How GoDaddy built a data mesh to decentralize data ownership using AWS Lake Formation

Post Syndicated from Ankit Jhalaria original https://aws.amazon.com/blogs/big-data/how-godaddy-built-a-data-mesh-to-decentralize-data-ownership-using-aws-lake-formation/

This is a guest post co-written with Ankit Jhalaria from GoDaddy.

GoDaddy is empowering everyday entrepreneurs by providing all the help and tools to succeed online. With more than 20 million customers worldwide, GoDaddy is the place people come to name their idea, build a professional website, attract customers, and manage their work.

GoDaddy is a data-driven company, and getting meaningful insights from data helps them drive business decisions to delight their customers. In 2018, GoDaddy began a large infrastructure revamp and partnered with AWS to innovate faster than ever before to meet the needs of its customer growth around the world. As part of this revamp, the GoDaddy Data Platform team wanted to set the company up for long-term success by creating a well-defined data strategy and setting goals to decentralize the ownership and processing of data.

In this post, we discuss how GoDaddy uses AWS Lake Formation to simplify security management and data governance at scale, and enable data as a service (DaaS) supporting organization-wide data accessibility with cross-account data sharing using a data mesh architecture.

The challenge

In the vast ocean of data, deriving useful insights is an art. Prior to the AWS partnership, GoDaddy had a shared Hadoop cluster on premises that various teams used to create and share datasets with other analysts for collaboration. As the teams grew, copies of data started to grow in the Hadoop Distributed File System (HDFS). Several teams started to build tooling to manage this challenge independently, duplicating efforts. Managing permissions on these data assets became harder. Making data discoverable across a growing number of data catalogs and systems is something that had started to become a big challenge. Although the cost of storage these days is relatively inexpensive, when there are several copies of the same data asset available, it makes it harder for analysts to efficiently and reliably use the data available to them. Business analysts need robust pipelines on key datasets that they rely upon to make business decisions.

[Data entries]
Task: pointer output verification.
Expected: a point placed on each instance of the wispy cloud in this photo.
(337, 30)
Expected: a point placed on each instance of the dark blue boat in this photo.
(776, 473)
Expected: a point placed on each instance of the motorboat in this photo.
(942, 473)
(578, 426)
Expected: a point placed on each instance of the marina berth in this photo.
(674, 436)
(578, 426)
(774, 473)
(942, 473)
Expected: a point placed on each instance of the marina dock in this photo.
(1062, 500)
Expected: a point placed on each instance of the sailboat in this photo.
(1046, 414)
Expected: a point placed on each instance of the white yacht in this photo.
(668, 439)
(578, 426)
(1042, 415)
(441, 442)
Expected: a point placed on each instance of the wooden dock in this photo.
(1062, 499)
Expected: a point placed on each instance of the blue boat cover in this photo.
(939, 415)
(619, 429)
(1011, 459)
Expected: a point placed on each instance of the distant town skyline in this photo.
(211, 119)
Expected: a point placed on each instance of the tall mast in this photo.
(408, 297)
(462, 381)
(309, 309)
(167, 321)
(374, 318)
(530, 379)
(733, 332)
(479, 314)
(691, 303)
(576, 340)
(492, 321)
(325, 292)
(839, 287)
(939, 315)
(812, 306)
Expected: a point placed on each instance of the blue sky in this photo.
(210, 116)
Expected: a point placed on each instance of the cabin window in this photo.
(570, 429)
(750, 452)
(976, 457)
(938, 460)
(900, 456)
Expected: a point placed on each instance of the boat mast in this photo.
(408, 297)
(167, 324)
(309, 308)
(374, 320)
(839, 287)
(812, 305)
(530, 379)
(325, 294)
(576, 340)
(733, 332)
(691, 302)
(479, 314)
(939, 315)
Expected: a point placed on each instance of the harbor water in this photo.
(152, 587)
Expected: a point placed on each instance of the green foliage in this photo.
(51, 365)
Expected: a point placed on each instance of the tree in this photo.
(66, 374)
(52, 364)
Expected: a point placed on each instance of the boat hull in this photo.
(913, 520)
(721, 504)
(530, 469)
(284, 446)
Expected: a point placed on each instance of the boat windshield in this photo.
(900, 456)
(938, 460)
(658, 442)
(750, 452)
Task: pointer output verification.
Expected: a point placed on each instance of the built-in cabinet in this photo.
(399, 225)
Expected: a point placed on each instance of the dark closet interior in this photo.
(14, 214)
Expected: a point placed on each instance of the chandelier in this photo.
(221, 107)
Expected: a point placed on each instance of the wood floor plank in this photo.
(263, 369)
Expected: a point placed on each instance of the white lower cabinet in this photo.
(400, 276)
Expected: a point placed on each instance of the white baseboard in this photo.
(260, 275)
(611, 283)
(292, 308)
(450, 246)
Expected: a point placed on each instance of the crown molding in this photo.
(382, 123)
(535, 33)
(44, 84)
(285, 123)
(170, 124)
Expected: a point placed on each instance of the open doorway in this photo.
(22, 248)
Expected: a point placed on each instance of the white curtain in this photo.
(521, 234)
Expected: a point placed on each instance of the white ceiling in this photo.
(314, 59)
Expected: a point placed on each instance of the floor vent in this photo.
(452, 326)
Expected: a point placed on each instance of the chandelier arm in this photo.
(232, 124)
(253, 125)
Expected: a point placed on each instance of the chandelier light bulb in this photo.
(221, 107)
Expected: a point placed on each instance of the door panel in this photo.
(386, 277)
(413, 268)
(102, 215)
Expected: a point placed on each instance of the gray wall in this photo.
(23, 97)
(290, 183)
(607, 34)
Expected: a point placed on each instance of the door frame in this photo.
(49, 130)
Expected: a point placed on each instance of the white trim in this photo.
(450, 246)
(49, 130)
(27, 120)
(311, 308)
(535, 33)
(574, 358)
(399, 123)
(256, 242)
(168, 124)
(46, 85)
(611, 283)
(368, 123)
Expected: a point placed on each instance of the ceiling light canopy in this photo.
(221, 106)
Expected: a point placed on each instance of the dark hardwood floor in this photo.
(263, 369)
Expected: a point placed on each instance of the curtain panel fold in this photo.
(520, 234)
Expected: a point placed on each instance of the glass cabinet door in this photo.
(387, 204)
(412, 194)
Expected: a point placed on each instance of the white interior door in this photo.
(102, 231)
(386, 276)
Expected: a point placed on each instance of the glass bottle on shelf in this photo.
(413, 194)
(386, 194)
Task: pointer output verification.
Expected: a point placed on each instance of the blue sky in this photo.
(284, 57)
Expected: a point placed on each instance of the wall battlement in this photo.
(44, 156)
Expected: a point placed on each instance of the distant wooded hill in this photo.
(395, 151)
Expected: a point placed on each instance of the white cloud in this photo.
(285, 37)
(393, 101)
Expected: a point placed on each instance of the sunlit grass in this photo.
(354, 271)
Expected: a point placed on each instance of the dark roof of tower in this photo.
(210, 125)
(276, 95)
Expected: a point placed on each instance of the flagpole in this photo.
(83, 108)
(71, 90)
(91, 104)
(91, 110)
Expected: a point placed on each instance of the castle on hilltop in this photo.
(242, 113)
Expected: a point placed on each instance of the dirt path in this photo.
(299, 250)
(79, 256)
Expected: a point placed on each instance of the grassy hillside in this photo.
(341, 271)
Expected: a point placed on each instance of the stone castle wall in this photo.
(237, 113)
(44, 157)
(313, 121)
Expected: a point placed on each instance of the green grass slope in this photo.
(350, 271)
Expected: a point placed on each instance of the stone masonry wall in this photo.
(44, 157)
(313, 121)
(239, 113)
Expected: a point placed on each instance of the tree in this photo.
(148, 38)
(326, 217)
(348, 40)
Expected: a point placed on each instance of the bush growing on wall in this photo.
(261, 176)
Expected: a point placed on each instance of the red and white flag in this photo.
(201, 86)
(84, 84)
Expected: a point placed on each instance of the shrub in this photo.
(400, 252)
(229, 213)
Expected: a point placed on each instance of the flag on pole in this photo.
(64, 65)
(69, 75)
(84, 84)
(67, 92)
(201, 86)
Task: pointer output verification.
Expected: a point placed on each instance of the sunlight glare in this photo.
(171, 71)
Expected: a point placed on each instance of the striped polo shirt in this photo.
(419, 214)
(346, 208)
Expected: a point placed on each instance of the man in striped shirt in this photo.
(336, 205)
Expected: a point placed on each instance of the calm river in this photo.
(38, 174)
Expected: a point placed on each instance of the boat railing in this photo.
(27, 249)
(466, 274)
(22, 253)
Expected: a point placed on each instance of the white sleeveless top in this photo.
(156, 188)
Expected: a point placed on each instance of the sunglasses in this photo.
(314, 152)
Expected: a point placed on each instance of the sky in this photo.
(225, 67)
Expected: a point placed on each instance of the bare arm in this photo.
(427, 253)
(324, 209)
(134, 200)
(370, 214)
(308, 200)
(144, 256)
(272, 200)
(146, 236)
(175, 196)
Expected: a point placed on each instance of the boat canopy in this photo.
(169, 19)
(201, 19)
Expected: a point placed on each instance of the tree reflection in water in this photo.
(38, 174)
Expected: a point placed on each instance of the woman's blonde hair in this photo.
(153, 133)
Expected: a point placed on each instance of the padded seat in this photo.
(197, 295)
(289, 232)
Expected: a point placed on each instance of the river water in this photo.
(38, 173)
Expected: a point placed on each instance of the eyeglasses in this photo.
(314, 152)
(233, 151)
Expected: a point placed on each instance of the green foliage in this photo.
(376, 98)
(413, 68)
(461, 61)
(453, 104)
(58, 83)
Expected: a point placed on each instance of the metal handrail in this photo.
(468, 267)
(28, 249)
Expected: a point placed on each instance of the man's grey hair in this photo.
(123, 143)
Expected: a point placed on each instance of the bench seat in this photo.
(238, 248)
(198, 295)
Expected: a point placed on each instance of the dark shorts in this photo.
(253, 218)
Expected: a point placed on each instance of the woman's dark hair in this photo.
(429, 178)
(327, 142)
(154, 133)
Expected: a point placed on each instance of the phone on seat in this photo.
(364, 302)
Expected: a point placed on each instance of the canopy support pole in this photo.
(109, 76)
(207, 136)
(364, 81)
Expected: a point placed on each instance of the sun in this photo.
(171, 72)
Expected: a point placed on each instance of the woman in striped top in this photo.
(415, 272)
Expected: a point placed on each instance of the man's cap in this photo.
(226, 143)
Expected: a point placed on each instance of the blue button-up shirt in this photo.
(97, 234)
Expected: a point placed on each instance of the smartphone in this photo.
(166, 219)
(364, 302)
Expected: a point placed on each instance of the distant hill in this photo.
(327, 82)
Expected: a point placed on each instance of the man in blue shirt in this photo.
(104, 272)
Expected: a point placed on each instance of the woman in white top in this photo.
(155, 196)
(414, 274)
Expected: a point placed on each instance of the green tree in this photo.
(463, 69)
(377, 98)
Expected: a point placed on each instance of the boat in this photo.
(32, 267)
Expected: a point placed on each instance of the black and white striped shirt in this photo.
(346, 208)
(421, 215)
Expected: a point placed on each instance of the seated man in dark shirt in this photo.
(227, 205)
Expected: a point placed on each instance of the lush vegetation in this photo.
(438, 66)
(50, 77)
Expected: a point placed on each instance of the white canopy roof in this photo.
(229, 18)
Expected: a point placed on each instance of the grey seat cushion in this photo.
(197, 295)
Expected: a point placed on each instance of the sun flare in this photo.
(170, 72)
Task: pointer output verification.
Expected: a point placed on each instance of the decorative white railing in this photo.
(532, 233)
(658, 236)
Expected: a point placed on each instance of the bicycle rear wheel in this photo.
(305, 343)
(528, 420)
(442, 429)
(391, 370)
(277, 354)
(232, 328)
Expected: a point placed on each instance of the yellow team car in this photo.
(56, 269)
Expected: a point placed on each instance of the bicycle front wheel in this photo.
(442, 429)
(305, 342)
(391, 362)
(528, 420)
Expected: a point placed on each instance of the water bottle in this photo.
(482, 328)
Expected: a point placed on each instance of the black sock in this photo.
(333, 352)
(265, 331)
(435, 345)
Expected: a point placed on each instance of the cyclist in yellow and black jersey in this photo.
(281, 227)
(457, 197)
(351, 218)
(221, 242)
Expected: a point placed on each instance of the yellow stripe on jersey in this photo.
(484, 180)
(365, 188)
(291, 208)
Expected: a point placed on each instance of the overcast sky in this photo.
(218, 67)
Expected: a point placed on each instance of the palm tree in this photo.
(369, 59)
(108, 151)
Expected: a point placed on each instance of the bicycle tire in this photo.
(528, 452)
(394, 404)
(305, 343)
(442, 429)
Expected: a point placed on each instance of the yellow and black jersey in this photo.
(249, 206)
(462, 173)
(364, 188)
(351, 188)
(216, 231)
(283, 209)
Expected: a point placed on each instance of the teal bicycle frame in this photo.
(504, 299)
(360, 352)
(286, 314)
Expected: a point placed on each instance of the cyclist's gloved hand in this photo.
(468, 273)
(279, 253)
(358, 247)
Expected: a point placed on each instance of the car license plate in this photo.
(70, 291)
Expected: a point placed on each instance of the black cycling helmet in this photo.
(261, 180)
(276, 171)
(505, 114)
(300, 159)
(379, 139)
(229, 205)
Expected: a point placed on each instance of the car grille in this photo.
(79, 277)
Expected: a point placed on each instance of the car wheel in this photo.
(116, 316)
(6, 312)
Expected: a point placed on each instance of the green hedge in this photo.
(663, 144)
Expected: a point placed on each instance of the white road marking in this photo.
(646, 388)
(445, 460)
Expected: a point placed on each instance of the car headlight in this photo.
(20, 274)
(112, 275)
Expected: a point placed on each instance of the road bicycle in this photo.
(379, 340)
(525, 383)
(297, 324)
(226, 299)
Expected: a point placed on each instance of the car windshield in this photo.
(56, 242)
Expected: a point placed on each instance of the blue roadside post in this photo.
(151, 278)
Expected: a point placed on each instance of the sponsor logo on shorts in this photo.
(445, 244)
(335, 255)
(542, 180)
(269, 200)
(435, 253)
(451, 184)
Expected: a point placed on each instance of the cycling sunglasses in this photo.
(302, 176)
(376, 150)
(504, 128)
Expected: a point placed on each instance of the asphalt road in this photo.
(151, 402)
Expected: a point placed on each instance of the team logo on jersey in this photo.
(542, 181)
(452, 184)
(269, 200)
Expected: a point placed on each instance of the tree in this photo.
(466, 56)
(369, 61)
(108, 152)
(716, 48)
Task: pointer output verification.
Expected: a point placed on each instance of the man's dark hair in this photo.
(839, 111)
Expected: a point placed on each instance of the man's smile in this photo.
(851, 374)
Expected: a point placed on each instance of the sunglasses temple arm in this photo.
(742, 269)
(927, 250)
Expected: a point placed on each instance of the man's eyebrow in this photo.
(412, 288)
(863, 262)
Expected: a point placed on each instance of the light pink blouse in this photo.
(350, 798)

▶ [Goal 1] According to the GoDaddy data mesh post, what do people come to GoDaddy to do? List every one.
▶ [Goal 2] In the GoDaddy data mesh post, what year did GoDaddy begin its large infrastructure revamp?
▶ [Goal 3] Resume the GoDaddy data mesh post from where it stops.
The data entries are not needed for this work.

▶ [Expected output 1]
- Name their idea
- Build a professional website
- Attract customers
- Manage their work

▶ [Expected output 2] 2018

▶ [Expected output 3]
Solution overview

In GoDaddy’s data mesh hub and spoke model, a central data catalog contains information about all the data products that exist in the company. In AWS terminology, this is the AWS Glue Data Catalog. The data platform team provides APIs, SDKs, and Airflow Operators as components that different teams use to interact with the catalog. Activities such as updating the metastore to reflect a new partition for a given data product, and occasionally running MSCK repair operations, are all handled in the central governance account, and Lake Formation is used to secure access to the Data Catalog.

The data platform team introduced a layer of data governance that ensures best practices for building data products are followed throughout the company. We provide the tooling to support data engineers and business analysts while leaving the domain experts to run their data pipelines. With this approach, we have well-curated data products that are intuitive and easy to understand for our business analysts.

A data product refers to an entity that powers insights for analytical purposes. In simple terms, this could refer to an actual dataset pointing to a location in Amazon Simple Storage Service (Amazon S3). Data producers are responsible for the processing of data and creating new snapshots or partitions depending on the business needs. In some cases, data is refreshed every 24 hours, and other cases, every hour. Data consumers come to the data mesh to consume data, and permissions are managed in the central governance account through Lake Formation. Lake Formation uses AWS Resource Access Manager (AWS RAM) to send resource shares to different consumer accounts to be able to access the data from the central governance account. We go into details about this functionality later in the post.

The following diagram illustrates the solution architecture.

Defining metadata with the central schema repository

Data is only useful if end-users can derive meaningful insights from it—otherwise, it’s just noise. As part of onboarding with the data platform, a data producer registers their schema with the data platform along with relevant metadata. This is reviewed by the data governance team that ensures best practices for creating datasets are followed. We have automated some of the most common data governance review items. This is also the place where producers define a contract about reliable data deliveries, often referred to as Service Level Objective (SLO). After a contract is in place, the data platform team’s background processes monitor and send out alerts when data producers fail to meet their contract or SLO.

When managing permissions with Lake Formation, you register the Amazon S3 location of different S3 buckets. Lake Formation uses AWS RAM to share the named resource.

When managing resources with AWS RAM, the central governance account creates AWS RAM shares. The data platform provides a custom AWS Service Catalog product to accept AWS RAM shares in consumer accounts.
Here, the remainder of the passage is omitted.